Scale everything from the start of the records down to the line containing "215 174 L 215", inclusive. Reproduce each of those lines with the requests unchanged and every coordinate in the answers multiplied by 0.6 and rounded to a whole number, with halves rounded up.

+++ THE DATA +++

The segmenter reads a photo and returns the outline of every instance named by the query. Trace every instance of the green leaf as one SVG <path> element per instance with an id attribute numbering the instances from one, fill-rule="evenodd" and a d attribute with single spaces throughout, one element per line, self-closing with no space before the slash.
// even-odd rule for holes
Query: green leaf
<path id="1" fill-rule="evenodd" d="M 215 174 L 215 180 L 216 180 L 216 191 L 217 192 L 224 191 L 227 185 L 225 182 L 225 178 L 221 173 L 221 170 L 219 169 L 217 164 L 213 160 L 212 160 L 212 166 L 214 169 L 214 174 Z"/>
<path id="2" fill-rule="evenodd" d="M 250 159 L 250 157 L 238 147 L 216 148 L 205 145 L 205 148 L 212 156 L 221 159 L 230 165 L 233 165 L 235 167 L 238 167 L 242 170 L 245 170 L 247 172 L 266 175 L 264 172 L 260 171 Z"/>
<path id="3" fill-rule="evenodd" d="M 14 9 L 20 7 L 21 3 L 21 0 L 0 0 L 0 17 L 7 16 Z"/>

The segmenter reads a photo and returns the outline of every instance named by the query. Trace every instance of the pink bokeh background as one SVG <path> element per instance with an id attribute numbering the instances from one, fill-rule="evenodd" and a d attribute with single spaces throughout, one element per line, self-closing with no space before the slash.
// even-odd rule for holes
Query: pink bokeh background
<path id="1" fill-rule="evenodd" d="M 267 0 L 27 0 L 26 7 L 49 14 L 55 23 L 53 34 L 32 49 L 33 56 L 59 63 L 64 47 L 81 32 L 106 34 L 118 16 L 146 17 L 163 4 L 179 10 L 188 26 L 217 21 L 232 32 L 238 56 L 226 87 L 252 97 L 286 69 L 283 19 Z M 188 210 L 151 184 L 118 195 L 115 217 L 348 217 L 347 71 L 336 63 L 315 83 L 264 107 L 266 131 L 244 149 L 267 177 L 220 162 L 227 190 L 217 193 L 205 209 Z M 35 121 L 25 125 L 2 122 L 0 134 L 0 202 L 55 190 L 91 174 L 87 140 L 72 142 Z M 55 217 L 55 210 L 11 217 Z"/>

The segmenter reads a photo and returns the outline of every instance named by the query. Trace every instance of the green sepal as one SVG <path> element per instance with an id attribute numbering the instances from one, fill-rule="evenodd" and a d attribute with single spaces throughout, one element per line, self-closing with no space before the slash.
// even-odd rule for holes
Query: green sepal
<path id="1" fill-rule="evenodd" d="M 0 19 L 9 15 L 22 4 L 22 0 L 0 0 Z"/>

+++

FULL RESPONSE:
The segmenter reads a photo and returns the outline of every instance named by the query. Trace every instance of the green leaf as one SVG <path> element per instance with an id attribute numbering the instances from one, fill-rule="evenodd" and a d attribute with single spaces throughout, one element per line, self-closing with no space before the slash.
// even-odd rule for holes
Query: green leaf
<path id="1" fill-rule="evenodd" d="M 129 104 L 129 108 L 130 108 L 130 115 L 130 115 L 134 115 L 136 111 L 135 109 L 135 107 L 133 104 L 133 102 L 131 101 L 130 98 L 128 96 L 127 96 L 127 100 L 128 101 L 128 104 Z"/>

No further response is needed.